The good news is that teak requires very little upkeep beyond regular cleaning. All you need to do is give it a gentle scrub every now and then, and you’re good to go!

Still, some homeowners may feel tempted to go the extra mile and oil their teak patio furniture.

While oiling does benefit other types of wood, most manufacturers advise against using teak oil for outdoor furniture. Not only is it completely unnecessary, but it can also damage the wood in the long run. 

It’s easy to fall prey to products that promise to make teak maintenance a breeze. To keep you from making a bad purchase, we’ll explain why oiling teak furniture is a strict no-no.

1. An Introduction to Teak Oil

A tropical hardwood tree native to South and Southeast Asia, teak wood is known for its unique aesthetic appeal. With its golden-brown tones and tight, straight-grain pattern, teak wood furniture can instantly elevate your garden décor. 

Appearances aside, teak wood is extremely strong and durable. It rarely bends or warps under extreme weather conditions, provided you treat it well.

The primary reason why teak makes for long-lasting outdoor furniture is its high natural oil content. These natural oils shield the wood against weather damage, termites, and pests, allowing you to leave your precious teak pieces outside all year round.

Over time, as sunlight and UV radiation carbonize the oils, the wood changes color from a rich golden-brown to a silver-gray patina. Although this process is completely natural, some people resent losing their teak furniture’s original good looks. 

This is where teak oil comes in. 

Interestingly, commercial teak oil has nothing to do with teak. In fact, it is usually a combination of linseed or tung oil, varnish, thinners, and several other additives. It is only called ‘teak oil’ because it is intended for teak wood.  

Teak oil ‘feeds’ the wood, in a way, accentuating its grain and color. It can help revive the teak wood’s seemingly lost beauty and restore its gorgeous golden-brown state for a short while.

As beneficial as this may sound, teak oil is bad news for outdoor teak furniture. Here’s why.

2. Why is Oiling Outdoor Teak Furniture Harmful?

You should note that using teak oil for outdoor furniture can cause more harm than good due to a number of different reasons. To begin with, the manufactured oil will start evaporating in a few weeks, often taking a little bit of the teak wood’s natural oils with it. This can leave the wood drier and even more prone to damage than before.

::::

▶ _What this exercise asks_:
a - In the teak furniture text, what color does the wood turn as sunlight and UV radiation carbonize its oils?
b - According to the teak furniture text, what do the wood's natural oils shield it against? List all of them.

▶ _Record list_:
::::

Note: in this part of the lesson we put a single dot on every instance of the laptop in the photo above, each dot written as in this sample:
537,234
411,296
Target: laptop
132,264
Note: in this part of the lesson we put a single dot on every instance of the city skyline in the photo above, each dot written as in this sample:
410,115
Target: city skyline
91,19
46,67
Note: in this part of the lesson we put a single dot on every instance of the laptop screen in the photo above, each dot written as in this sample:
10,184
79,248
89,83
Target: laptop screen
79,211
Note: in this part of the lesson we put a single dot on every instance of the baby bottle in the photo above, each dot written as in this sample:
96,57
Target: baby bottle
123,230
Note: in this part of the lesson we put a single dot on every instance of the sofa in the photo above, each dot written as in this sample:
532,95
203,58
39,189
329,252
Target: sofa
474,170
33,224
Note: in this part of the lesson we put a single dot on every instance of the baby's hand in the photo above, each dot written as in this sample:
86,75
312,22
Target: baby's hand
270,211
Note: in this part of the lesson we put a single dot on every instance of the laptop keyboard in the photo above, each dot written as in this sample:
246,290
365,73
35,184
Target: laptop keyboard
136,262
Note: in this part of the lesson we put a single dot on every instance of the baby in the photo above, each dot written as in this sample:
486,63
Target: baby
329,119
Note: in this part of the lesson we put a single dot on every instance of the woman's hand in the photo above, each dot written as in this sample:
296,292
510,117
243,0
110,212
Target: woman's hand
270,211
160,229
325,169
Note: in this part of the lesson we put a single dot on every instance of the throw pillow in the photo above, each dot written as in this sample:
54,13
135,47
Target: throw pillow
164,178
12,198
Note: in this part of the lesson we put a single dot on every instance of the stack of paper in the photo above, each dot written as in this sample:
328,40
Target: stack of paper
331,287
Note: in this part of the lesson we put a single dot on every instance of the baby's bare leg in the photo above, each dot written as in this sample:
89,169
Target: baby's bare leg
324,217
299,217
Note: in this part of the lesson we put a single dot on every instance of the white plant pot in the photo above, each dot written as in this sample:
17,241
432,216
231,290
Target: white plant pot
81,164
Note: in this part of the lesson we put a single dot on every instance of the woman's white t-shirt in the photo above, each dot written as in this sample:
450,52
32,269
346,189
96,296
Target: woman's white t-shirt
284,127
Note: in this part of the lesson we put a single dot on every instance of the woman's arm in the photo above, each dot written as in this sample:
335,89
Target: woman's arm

::::

▶ _Responses_:
a - A silver-gray patina.

b - Weather damage, termites, and pests.